Work order
Within the listing below, the lines to output run from the one containing "Target: vehicle wheel" through the one containing "[locate] the crumpled"; copy them exactly and nothing else.

Excerpted records: Begin

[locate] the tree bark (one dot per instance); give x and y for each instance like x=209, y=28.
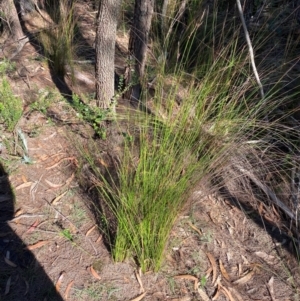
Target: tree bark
x=107, y=19
x=138, y=44
x=9, y=16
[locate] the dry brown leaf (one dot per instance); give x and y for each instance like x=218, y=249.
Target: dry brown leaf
x=9, y=262
x=99, y=238
x=214, y=266
x=208, y=272
x=223, y=271
x=195, y=228
x=55, y=201
x=7, y=286
x=70, y=179
x=61, y=160
x=270, y=286
x=203, y=294
x=139, y=297
x=59, y=281
x=102, y=162
x=54, y=185
x=94, y=273
x=27, y=288
x=138, y=277
x=240, y=270
x=217, y=293
x=227, y=293
x=90, y=230
x=68, y=289
x=267, y=258
x=18, y=212
x=24, y=185
x=235, y=293
x=33, y=226
x=245, y=278
x=37, y=245
x=189, y=277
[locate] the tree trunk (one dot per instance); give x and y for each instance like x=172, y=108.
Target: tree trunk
x=138, y=43
x=107, y=18
x=9, y=16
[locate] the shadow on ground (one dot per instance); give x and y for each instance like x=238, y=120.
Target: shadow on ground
x=22, y=278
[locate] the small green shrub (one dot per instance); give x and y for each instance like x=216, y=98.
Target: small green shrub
x=10, y=106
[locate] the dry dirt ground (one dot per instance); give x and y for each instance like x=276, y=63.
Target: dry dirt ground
x=50, y=244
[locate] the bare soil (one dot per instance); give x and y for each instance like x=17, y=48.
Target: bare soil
x=51, y=247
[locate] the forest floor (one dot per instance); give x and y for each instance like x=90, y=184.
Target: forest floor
x=217, y=248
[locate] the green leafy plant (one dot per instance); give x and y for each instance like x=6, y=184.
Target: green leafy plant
x=93, y=115
x=66, y=233
x=219, y=127
x=10, y=106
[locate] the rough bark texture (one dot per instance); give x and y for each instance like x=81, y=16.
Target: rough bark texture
x=143, y=12
x=10, y=17
x=15, y=39
x=107, y=18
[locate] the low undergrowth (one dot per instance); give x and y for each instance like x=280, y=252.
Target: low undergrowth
x=203, y=125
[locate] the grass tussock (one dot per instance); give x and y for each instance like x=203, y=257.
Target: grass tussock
x=208, y=120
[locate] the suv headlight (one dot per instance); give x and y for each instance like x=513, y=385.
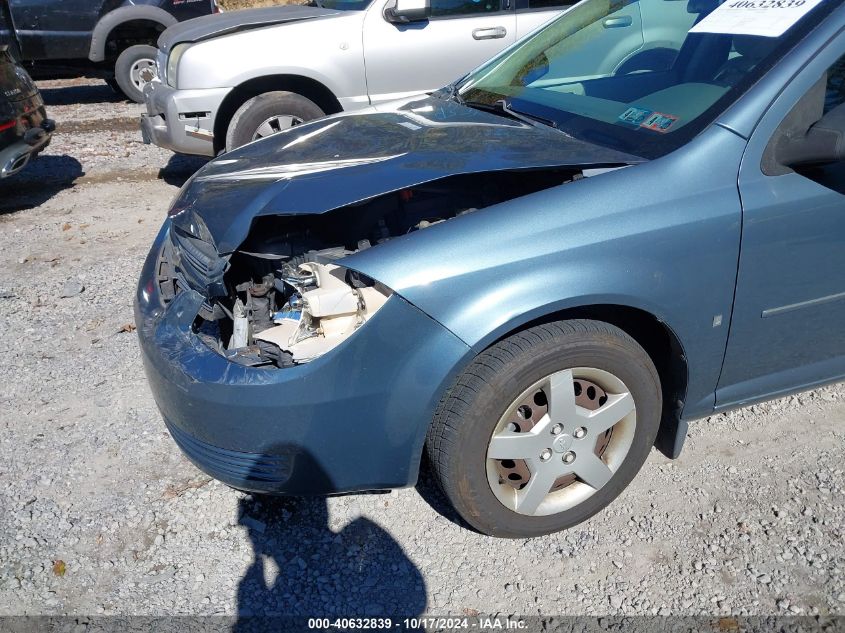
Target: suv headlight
x=173, y=64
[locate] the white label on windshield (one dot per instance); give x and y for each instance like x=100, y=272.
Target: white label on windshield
x=767, y=18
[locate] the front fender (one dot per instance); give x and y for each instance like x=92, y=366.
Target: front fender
x=115, y=18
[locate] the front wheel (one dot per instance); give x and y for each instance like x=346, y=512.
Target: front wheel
x=268, y=114
x=133, y=70
x=545, y=428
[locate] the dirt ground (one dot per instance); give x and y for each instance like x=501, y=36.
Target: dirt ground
x=102, y=515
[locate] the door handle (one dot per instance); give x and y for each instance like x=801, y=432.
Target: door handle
x=618, y=23
x=492, y=33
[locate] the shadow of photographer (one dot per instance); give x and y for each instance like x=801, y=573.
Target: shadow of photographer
x=301, y=567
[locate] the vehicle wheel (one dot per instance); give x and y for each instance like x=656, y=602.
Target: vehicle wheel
x=129, y=70
x=546, y=428
x=112, y=83
x=269, y=114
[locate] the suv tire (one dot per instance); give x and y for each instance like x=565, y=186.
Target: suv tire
x=267, y=114
x=128, y=67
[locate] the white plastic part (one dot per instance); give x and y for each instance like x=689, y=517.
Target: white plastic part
x=330, y=314
x=240, y=327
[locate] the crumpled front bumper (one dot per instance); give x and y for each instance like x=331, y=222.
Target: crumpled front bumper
x=181, y=120
x=353, y=419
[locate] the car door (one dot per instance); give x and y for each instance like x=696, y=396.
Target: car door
x=54, y=30
x=789, y=312
x=531, y=14
x=406, y=59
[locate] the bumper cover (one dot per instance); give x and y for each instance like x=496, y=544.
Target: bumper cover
x=16, y=156
x=181, y=120
x=354, y=419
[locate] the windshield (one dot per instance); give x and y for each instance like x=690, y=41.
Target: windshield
x=343, y=5
x=641, y=76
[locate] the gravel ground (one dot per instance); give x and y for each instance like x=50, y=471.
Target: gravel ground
x=100, y=513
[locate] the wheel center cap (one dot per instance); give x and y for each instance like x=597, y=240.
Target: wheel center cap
x=562, y=443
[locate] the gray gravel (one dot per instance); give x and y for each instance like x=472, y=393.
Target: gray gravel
x=100, y=514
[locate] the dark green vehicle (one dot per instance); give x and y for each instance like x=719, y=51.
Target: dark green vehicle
x=25, y=129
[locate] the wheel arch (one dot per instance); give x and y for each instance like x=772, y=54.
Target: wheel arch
x=653, y=334
x=149, y=19
x=308, y=87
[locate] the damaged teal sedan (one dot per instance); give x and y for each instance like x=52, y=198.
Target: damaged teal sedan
x=534, y=275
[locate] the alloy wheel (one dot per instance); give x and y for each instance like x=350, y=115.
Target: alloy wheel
x=561, y=441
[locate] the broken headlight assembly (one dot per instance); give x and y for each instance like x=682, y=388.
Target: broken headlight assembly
x=300, y=312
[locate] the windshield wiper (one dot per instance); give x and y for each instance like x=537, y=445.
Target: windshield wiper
x=503, y=107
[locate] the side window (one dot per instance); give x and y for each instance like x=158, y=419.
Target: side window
x=458, y=8
x=549, y=4
x=808, y=140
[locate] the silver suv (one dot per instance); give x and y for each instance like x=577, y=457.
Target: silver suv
x=226, y=80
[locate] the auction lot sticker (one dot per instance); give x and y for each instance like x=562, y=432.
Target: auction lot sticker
x=767, y=18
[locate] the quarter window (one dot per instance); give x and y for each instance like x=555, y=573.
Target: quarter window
x=835, y=93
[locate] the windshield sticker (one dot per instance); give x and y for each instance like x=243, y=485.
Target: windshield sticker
x=765, y=18
x=634, y=115
x=659, y=122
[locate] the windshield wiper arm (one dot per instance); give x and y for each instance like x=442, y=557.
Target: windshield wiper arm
x=531, y=119
x=503, y=107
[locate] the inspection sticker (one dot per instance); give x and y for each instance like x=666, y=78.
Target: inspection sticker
x=659, y=122
x=634, y=115
x=766, y=18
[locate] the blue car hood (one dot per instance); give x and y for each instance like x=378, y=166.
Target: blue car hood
x=342, y=160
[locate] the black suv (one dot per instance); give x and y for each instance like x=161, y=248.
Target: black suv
x=24, y=127
x=113, y=39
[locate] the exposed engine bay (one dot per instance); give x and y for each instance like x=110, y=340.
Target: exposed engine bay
x=286, y=299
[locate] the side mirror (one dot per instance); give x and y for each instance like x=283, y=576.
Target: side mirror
x=407, y=11
x=823, y=144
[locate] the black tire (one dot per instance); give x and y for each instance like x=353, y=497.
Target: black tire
x=463, y=424
x=249, y=117
x=126, y=65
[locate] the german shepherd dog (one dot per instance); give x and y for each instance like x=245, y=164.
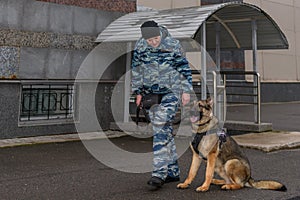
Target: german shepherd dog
x=223, y=157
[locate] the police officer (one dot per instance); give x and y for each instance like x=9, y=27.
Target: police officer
x=160, y=67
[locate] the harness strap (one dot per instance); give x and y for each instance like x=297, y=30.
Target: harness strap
x=195, y=144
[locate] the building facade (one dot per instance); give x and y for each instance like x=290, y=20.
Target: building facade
x=42, y=46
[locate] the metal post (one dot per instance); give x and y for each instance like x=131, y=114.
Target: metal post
x=255, y=69
x=127, y=83
x=258, y=99
x=203, y=61
x=218, y=66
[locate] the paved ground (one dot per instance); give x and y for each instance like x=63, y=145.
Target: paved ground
x=68, y=171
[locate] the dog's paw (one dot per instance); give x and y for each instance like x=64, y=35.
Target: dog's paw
x=182, y=186
x=202, y=189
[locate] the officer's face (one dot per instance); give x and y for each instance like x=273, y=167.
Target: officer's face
x=154, y=41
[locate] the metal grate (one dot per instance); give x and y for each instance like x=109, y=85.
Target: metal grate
x=47, y=102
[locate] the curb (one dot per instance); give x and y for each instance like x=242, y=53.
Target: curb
x=59, y=138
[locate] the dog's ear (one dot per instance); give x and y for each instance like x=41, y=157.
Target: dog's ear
x=210, y=101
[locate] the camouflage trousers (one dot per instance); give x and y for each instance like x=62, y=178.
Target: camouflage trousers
x=164, y=149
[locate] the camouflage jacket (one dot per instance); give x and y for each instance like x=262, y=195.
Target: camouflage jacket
x=160, y=70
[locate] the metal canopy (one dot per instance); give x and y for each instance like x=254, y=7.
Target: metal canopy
x=235, y=19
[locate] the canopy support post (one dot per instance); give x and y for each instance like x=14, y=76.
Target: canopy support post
x=127, y=83
x=203, y=61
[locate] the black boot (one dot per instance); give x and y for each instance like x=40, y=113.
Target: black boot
x=172, y=179
x=156, y=182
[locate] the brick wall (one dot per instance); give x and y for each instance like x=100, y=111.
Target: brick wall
x=124, y=6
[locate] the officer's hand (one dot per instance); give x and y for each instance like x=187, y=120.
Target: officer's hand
x=185, y=98
x=138, y=100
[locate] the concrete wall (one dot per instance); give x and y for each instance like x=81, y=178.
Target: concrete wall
x=168, y=4
x=48, y=41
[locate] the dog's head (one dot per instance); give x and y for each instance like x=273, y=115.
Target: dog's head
x=201, y=113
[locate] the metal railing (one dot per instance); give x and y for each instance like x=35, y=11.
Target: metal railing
x=241, y=91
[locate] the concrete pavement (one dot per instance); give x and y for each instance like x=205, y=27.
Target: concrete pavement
x=266, y=141
x=284, y=117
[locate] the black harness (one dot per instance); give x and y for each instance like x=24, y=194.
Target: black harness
x=198, y=137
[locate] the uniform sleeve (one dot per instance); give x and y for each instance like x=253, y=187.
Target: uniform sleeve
x=182, y=66
x=136, y=74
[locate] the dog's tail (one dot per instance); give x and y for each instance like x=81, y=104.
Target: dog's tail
x=266, y=185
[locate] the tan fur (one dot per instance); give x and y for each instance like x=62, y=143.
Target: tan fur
x=228, y=161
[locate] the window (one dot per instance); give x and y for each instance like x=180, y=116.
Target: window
x=47, y=102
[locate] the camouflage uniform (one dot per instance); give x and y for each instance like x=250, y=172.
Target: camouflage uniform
x=162, y=70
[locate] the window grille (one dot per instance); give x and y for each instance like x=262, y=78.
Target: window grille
x=47, y=102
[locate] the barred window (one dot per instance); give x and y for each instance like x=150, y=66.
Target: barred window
x=47, y=102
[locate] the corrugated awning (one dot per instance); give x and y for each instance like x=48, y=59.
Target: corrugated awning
x=235, y=19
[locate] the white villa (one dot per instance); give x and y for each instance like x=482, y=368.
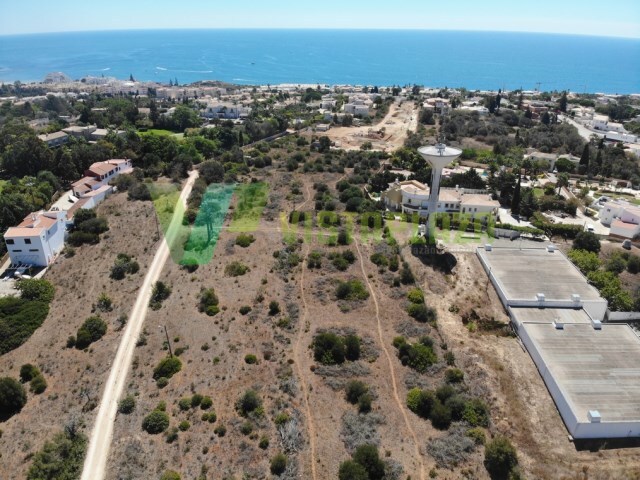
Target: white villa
x=412, y=196
x=226, y=110
x=622, y=217
x=37, y=239
x=99, y=174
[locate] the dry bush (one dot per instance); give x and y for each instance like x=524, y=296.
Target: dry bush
x=359, y=429
x=453, y=449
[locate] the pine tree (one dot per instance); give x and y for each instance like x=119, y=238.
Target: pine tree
x=515, y=201
x=562, y=103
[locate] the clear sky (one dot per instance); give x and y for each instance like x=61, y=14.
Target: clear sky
x=587, y=17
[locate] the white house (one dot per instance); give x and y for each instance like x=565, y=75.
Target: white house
x=354, y=109
x=54, y=139
x=623, y=218
x=226, y=110
x=37, y=239
x=99, y=174
x=412, y=196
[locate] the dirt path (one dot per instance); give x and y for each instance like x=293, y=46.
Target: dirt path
x=299, y=351
x=394, y=382
x=100, y=441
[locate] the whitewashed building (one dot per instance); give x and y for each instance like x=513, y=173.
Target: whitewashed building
x=37, y=239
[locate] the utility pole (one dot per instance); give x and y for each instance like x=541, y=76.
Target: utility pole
x=168, y=341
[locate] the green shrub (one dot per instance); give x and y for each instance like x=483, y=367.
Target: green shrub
x=170, y=475
x=156, y=422
x=19, y=318
x=92, y=330
x=368, y=457
x=379, y=259
x=206, y=403
x=587, y=241
x=274, y=308
x=500, y=458
x=364, y=403
x=244, y=240
x=12, y=397
x=417, y=356
x=251, y=359
x=38, y=384
x=281, y=419
x=421, y=402
x=235, y=269
x=440, y=416
x=196, y=400
x=278, y=464
x=454, y=375
x=422, y=313
x=328, y=348
x=352, y=347
x=160, y=293
x=28, y=372
x=35, y=289
x=208, y=302
x=351, y=470
x=477, y=435
x=586, y=261
x=61, y=458
x=127, y=405
x=456, y=405
x=249, y=402
x=354, y=390
x=444, y=392
x=167, y=367
x=162, y=382
x=633, y=264
x=351, y=290
x=415, y=295
x=476, y=413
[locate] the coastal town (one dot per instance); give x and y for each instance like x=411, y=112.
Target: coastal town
x=241, y=281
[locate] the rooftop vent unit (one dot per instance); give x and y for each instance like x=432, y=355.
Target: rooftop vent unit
x=594, y=416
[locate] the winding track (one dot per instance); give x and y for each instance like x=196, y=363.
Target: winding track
x=396, y=395
x=95, y=462
x=298, y=351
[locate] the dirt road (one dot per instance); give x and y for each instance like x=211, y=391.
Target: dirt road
x=100, y=440
x=401, y=119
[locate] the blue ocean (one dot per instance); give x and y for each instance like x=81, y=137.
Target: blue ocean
x=476, y=60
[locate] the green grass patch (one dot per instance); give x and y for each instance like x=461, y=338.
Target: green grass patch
x=252, y=198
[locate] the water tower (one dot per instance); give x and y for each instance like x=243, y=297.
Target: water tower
x=438, y=156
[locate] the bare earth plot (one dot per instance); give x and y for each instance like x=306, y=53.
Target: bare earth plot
x=401, y=119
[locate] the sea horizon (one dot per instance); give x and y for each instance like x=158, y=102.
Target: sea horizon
x=476, y=60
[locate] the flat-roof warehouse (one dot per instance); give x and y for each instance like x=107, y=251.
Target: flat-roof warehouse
x=591, y=369
x=539, y=278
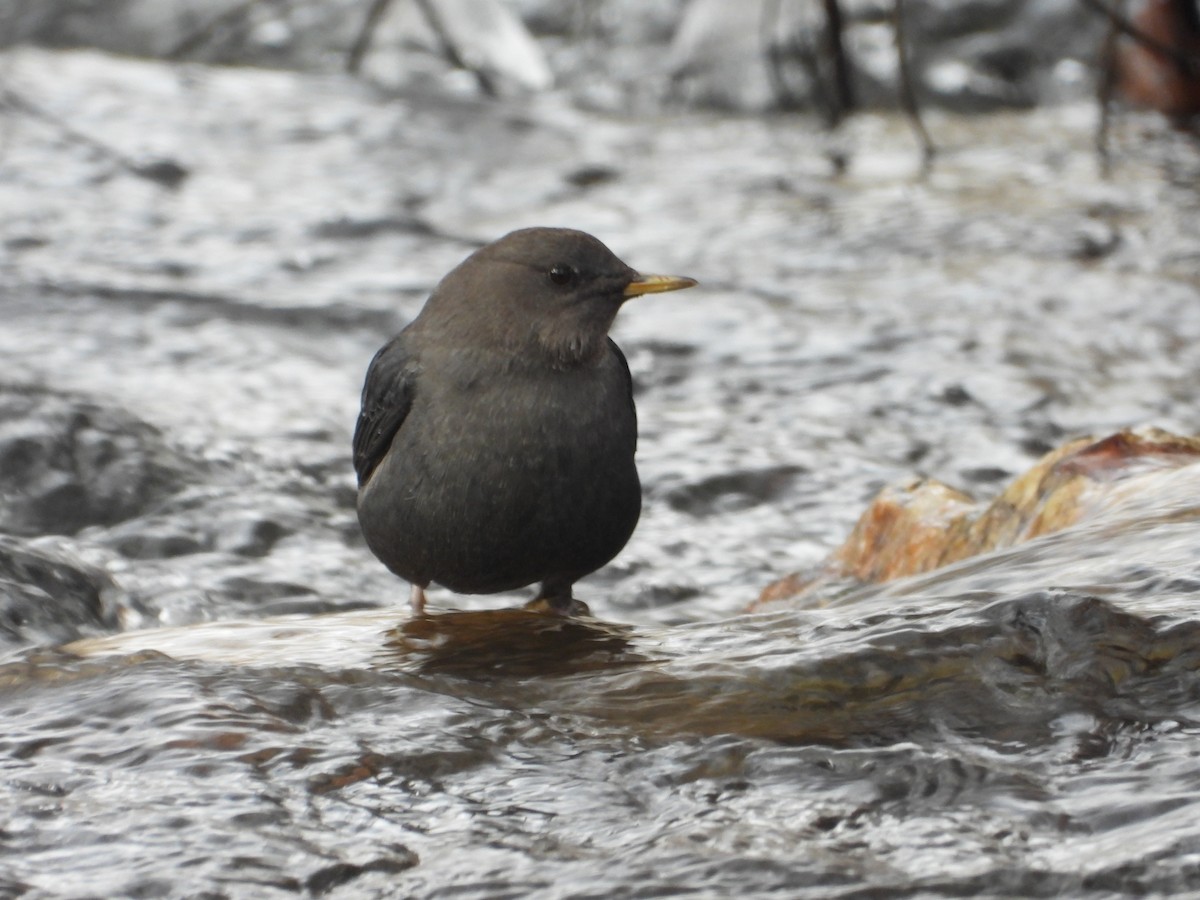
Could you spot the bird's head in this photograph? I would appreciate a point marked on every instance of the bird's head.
(546, 294)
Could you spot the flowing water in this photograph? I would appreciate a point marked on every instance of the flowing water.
(1025, 724)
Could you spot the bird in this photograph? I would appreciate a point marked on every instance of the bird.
(496, 439)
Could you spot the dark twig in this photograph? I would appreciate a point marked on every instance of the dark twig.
(907, 94)
(429, 9)
(844, 87)
(163, 172)
(366, 34)
(229, 18)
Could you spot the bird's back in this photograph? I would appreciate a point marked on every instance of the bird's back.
(502, 475)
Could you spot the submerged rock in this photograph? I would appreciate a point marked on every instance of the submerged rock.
(925, 525)
(48, 597)
(67, 462)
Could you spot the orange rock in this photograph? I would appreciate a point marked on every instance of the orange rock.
(925, 525)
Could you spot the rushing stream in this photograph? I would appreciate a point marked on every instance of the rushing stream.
(251, 712)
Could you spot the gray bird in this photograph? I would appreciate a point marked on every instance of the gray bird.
(495, 447)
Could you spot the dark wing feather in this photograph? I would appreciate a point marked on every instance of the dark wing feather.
(387, 399)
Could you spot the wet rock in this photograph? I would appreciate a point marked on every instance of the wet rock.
(67, 462)
(970, 57)
(48, 597)
(924, 525)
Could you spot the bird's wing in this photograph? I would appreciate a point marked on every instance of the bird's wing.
(387, 399)
(629, 381)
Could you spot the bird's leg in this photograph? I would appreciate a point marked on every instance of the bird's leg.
(417, 599)
(558, 598)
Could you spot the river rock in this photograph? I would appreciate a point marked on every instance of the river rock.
(925, 525)
(67, 462)
(47, 595)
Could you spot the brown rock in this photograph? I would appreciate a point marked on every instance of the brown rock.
(923, 526)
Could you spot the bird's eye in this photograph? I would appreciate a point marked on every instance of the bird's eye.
(562, 274)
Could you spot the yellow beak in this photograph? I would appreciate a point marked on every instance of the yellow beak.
(658, 283)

Excerpted records: End

Written response
Target: vehicle wheel
x=129, y=70
x=546, y=428
x=112, y=83
x=269, y=114
[locate] the suv tire (one dot per instance); give x and y for each instance like x=565, y=186.
Target: suv tire
x=267, y=114
x=128, y=67
[locate] the white plastic part (one dot per instance); give x and y for each instance like x=689, y=517.
Target: white plastic part
x=330, y=314
x=240, y=327
[locate] the crumpled front bumper (one dot per instance); give x and y for each instance like x=331, y=222.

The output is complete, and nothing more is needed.